Excerpts from point annotation data
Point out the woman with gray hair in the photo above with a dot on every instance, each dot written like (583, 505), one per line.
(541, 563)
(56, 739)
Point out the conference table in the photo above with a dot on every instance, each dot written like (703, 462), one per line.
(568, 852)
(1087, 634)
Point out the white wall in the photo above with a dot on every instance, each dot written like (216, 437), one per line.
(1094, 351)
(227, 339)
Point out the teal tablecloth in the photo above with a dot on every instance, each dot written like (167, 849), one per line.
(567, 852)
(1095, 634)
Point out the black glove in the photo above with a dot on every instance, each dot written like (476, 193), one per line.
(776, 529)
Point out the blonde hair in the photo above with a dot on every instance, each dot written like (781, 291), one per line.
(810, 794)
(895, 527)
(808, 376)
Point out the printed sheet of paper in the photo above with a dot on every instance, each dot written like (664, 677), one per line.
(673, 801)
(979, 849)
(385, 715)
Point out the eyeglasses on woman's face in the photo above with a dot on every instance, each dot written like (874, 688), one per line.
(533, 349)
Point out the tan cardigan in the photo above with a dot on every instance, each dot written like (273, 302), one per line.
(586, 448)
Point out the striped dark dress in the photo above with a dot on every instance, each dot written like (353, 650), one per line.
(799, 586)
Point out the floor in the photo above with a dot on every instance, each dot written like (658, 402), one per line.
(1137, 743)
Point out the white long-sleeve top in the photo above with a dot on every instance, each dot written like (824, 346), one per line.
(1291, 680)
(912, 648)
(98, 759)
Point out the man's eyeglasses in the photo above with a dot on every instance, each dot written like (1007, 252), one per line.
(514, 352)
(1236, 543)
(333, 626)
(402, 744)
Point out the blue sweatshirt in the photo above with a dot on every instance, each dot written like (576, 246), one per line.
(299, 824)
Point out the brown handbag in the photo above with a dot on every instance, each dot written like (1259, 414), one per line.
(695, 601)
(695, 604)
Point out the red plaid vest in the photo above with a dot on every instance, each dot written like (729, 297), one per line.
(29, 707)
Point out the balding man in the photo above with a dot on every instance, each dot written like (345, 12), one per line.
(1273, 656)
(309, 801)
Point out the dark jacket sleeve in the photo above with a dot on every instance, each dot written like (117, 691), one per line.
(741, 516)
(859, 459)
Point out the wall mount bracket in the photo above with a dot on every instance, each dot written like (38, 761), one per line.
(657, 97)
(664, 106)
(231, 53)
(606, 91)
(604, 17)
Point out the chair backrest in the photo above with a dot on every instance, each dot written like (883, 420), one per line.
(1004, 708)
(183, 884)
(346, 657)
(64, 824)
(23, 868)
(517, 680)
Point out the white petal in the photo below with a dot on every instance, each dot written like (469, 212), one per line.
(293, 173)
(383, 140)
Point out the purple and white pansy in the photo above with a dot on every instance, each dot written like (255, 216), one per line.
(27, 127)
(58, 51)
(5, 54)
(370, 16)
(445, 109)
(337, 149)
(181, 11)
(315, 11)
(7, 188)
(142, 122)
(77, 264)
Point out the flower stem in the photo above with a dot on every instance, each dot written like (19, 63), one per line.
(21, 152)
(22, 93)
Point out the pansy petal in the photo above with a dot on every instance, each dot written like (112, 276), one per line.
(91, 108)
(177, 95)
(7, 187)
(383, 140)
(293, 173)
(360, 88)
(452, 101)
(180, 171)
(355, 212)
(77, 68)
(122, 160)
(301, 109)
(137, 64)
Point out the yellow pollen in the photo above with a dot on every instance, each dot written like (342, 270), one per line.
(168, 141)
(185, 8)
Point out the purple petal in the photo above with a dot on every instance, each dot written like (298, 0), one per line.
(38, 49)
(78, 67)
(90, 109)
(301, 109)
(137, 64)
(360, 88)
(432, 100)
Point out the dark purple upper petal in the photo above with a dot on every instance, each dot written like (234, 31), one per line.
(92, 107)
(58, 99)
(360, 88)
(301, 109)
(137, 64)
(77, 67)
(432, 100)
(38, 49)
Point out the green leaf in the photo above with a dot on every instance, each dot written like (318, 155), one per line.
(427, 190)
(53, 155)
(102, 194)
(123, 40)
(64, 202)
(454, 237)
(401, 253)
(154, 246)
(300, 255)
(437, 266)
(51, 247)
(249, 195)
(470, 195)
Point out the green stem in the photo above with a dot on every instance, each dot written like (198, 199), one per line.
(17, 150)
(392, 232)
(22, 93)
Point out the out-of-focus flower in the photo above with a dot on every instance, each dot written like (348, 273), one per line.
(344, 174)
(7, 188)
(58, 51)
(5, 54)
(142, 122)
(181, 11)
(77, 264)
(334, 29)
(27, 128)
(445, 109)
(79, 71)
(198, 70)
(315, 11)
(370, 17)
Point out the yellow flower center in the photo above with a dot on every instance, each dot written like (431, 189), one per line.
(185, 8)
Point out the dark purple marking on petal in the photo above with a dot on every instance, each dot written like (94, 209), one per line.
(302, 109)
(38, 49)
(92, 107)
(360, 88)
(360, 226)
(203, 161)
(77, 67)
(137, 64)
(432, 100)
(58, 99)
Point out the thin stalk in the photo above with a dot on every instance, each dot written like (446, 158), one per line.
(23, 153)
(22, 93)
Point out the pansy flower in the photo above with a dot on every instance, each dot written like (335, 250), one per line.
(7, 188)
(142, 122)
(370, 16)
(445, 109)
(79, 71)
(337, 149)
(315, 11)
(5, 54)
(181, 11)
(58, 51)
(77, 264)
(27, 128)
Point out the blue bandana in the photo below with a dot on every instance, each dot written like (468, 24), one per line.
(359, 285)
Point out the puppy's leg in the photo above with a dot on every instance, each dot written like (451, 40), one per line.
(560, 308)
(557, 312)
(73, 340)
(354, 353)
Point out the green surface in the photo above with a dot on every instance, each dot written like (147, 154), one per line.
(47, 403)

**BRIEF:**
Reproduce the data, keeping every line exactly the same.

**EXERCISE RESPONSE:**
Point out the woman with gray hair in the photo above with a dot on every instance, each dot written like (583, 505), one per line.
(541, 563)
(56, 739)
Point out the conference table in the photo above with a dot on every instance, each dot written like (703, 462), one per line.
(568, 852)
(1087, 634)
Point out the white wall in the photo above with a dot on every instance, each dot written like (216, 437), one per line.
(1094, 351)
(227, 339)
Point out the teal tablecloth in the photo above with a dot on every instance, each dot written like (167, 849), one per line.
(567, 852)
(1095, 634)
Point out the black glove in the photo above with a dot on every instance, each dot written like (476, 193), one per line.
(776, 529)
Point out the blonde hair in the photo above with a dot on every instance, each dot written like (781, 291), one per line.
(810, 794)
(895, 527)
(808, 376)
Point out the printed sheet of paper in the photo above with a dot on every instance, each dot written like (664, 677), one per line.
(673, 801)
(979, 849)
(385, 715)
Point out the eyeglasses on woman's face in the photo above with a dot on every instance, each dot written like (874, 688), one per line.
(533, 349)
Point out the tan cardigan in the photo above with a dot on every instance, each dot written like (273, 302), one per line.
(586, 448)
Point out the striped dark dress in the photo above with a dot on every instance, each dot written like (353, 650), one per line.
(799, 586)
Point out the floor in the photo above with a dot on every instance, each dot written like (658, 402), one per line.
(1137, 743)
Point out the white long-sleeve top in the photo above with a dot on every instance, each dot written like (824, 346), one per line.
(1291, 680)
(912, 648)
(98, 759)
Point out the man's eyeglasses in the photo above with a dot on every instance, each dot written like (1007, 252), one per line.
(514, 352)
(1236, 543)
(333, 626)
(402, 744)
Point out the blue sweatshirt in the photo above with a dot on every instance, each dot written like (576, 246), one per line.
(299, 824)
Point out the brown handbag in the photo above with a dot on every instance, each dot written like (1259, 414), one per line.
(695, 601)
(695, 604)
Point out the red plaid vest in the photo above with a dot on every instance, each dot written like (729, 297), one per line.
(29, 707)
Point out the balding man in the photo above with a dot on every instance, each dot written like (345, 12), one per line.
(1273, 656)
(309, 801)
Point out the dark jacket sleeve in the photo above with a dot on every instance, each dot written like (117, 691), one per line.
(741, 516)
(859, 459)
Point out the wall mount bracket in the photo above with a dot on every instance, each dot written like (38, 761), one per line.
(657, 97)
(664, 106)
(231, 53)
(606, 91)
(604, 17)
Point out the chair backrest in the photo above with a dot on every instance, each dot written like (883, 420), one per line.
(1004, 708)
(183, 884)
(346, 657)
(64, 824)
(23, 868)
(517, 680)
Point out the white petal in the photo below with a dot on every instance, each dot written like (469, 212), one per line.
(293, 173)
(383, 140)
Point out the purple and white pansy in the photo above with a dot on every instance, each dot written like (255, 216), one per line.
(27, 127)
(58, 51)
(5, 54)
(370, 16)
(445, 109)
(337, 149)
(181, 11)
(315, 11)
(7, 188)
(142, 122)
(77, 264)
Point out the flower stem in the photo above with a dot on every instance, each dot written like (19, 63), one per line.
(21, 152)
(22, 93)
Point out the pansy petal in the photo above with a dot on every instance, each dot written like (112, 276), one per line.
(91, 108)
(177, 95)
(7, 187)
(383, 140)
(293, 173)
(360, 88)
(452, 101)
(180, 171)
(355, 212)
(77, 68)
(122, 160)
(301, 109)
(137, 64)
Point out the yellow pollen in the photo above with a dot on every instance, each dot written like (342, 270), one per line.
(168, 141)
(185, 8)
Point out the purple petal in the photo above with a dot on every instance, each dot written like (298, 0), one per line.
(38, 49)
(78, 67)
(90, 109)
(301, 109)
(137, 64)
(360, 88)
(432, 100)
Point out the dark purple upper petal in the photo above with a dot on every instance, each dot written like (234, 31), one per line.
(92, 107)
(58, 99)
(360, 88)
(301, 109)
(137, 64)
(77, 67)
(432, 100)
(38, 49)
Point out the green leaf in the photo above with a dot on every instance, each dot written like (318, 155), one per line.
(427, 190)
(53, 155)
(102, 194)
(123, 40)
(64, 202)
(454, 237)
(401, 253)
(154, 246)
(300, 255)
(437, 266)
(51, 247)
(249, 195)
(470, 195)
Point out the green stem in the photo above with a dot on every instance, each dot written like (198, 199), one per line.
(17, 150)
(392, 232)
(22, 93)
Point out the out-of-focus flower in the photo above with a dot on every instance, each dot written like (348, 273), one per line.
(344, 174)
(7, 188)
(58, 51)
(5, 54)
(142, 122)
(181, 11)
(77, 264)
(334, 29)
(27, 128)
(445, 109)
(79, 71)
(198, 70)
(315, 11)
(370, 17)
Point out the yellow flower center in the photo above with a dot on every instance, each dot written like (431, 189), one per line.
(185, 8)
Point out the dark purple marking on petal in the photo above with a dot on every instance, each dot written like (94, 209), one per line.
(302, 109)
(38, 49)
(92, 107)
(360, 88)
(360, 226)
(203, 161)
(77, 67)
(137, 64)
(432, 100)
(58, 99)
Point out the thin stalk in the photo above with a dot on every instance, each dot written like (446, 158), one per line.
(23, 153)
(22, 93)
Point out the pansy flower in the photo above with a dot on every instance, each dot written like (335, 250), one per line.
(7, 188)
(142, 122)
(370, 16)
(445, 109)
(79, 71)
(337, 149)
(315, 11)
(5, 54)
(181, 11)
(58, 51)
(77, 264)
(27, 128)
Point out the blue bandana in the photo below with a dot on every instance, each dot written like (468, 24), one per line.
(359, 285)
Point out the puppy's leg in the photo above with a dot on every instance, each dot written like (451, 40), one per line.
(560, 308)
(557, 312)
(73, 340)
(354, 353)
Point out the green surface in the photo above with a dot on every instance, each dot written like (147, 154), one per line.
(47, 403)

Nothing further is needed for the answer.